- [Ketentuan Tugas]:
1. Dalam petikan tentang Neo-Realisme dan Realisme Kritis, bagaimana prinsip demokrasi dirumuskan?
2. Tulis ulang secara persis bagian petikan tentang Neo-Realisme dan Realisme Kritis, dimulai dengan kata-kata "Selain aliran-aliran realism" dan berlanjut hingga kata-kata "dan kesejahteraan social.".

3.      Neo-Realisme dan Realisme Kritis (Uyoh Sadulloh : 2007 : 110)
Selain aliran-aliran realism diatas, masih ada lagi pandangan-pandangan lain, yang termasuk realism. Aliran tersebut disebut “Neo-Realisme” dari Frederick Breed, dan “Realisme Kritis” dari Immanuel Kant. Menurut pandangan Breed, filsafat pendidikan hendaknya harmoni dengan prinsip-prinsip demokrasi. Prinsip demokrasi adalah hormat dan menghormati atas hak-hak individu. Pendidikan sebagai pertumbuhan harus diartikan sebagai menerima arah tuntunan social dan individual. Istilah demokrasi harus didefinisikan kembali sebagai pengawasan dan kesejahteraan social.

- [Data yang Diberikan]:
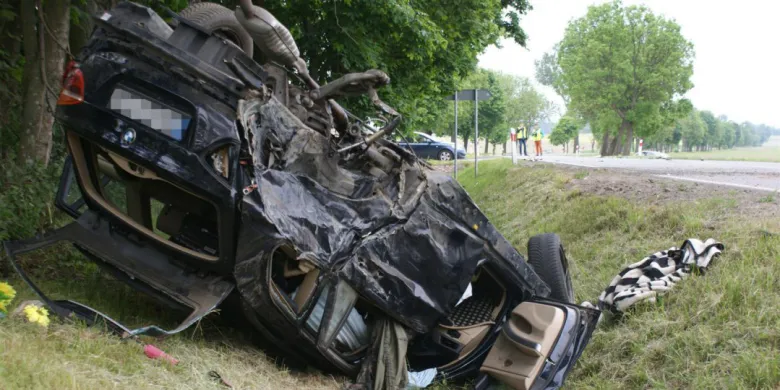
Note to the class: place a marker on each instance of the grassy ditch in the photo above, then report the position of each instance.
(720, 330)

---

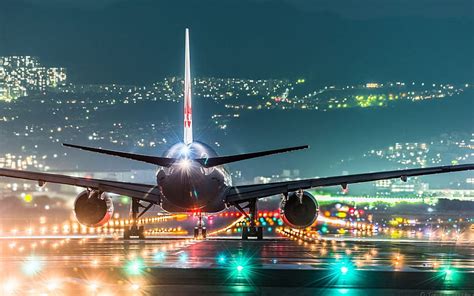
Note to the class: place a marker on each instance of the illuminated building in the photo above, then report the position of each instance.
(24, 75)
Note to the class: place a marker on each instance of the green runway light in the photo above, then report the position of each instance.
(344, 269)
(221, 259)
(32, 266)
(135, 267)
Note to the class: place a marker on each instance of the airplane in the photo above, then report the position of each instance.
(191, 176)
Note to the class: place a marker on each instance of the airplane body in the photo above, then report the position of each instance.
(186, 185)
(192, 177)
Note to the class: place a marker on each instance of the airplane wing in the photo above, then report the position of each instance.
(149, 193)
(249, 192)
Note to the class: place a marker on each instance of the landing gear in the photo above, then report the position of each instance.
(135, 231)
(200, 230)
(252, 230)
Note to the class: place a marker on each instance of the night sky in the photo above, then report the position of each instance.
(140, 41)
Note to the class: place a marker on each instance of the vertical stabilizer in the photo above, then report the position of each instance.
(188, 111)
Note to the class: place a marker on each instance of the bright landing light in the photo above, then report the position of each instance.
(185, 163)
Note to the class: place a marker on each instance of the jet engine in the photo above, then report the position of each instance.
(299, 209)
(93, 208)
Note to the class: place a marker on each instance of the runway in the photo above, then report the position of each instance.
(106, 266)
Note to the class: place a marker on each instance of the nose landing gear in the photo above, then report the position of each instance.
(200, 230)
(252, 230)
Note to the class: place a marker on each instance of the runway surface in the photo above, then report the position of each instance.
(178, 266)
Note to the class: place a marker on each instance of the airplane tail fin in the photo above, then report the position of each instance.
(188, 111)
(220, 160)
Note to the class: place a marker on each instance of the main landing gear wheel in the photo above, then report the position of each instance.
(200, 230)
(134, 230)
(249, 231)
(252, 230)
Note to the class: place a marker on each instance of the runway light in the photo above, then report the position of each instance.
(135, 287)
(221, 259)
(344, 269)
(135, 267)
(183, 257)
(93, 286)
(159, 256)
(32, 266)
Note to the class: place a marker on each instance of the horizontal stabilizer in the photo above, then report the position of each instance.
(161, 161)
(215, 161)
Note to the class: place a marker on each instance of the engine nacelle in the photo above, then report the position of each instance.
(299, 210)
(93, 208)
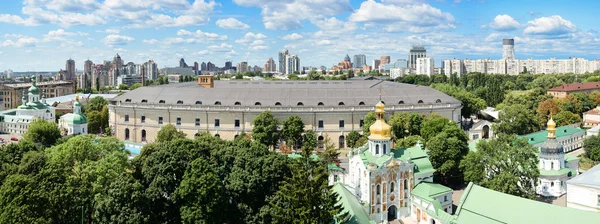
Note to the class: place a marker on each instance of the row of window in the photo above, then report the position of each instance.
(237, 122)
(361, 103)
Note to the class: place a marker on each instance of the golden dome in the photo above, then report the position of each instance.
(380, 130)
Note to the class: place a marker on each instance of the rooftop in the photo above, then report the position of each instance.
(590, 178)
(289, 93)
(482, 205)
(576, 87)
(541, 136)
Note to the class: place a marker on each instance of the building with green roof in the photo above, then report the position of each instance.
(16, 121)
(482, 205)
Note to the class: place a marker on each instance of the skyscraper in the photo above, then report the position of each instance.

--

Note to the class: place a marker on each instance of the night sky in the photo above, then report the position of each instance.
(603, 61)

- [Daftar Jawaban]:
1. Prinsip demokrasi adalah hormat dan menghormati atas hak-hak individu.

2.
Selain aliran-aliran realism diatas, masih ada lagi pandangan-pandangan lain, yang termasuk realism. Aliran tersebut disebut “Neo-Realisme” dari Frederick Breed, dan “Realisme Kritis” dari Immanuel Kant. Menurut pandangan Breed, filsafat pendidikan hendaknya harmoni dengan prinsip-prinsip demokrasi. Prinsip demokrasi adalah hormat dan menghormati atas hak-hak individu. Pendidikan sebagai pertumbuhan harus diartikan sebagai menerima arah tuntunan social dan individual. Istilah demokrasi harus didefinisikan kembali sebagai pengawasan dan kesejahteraan social.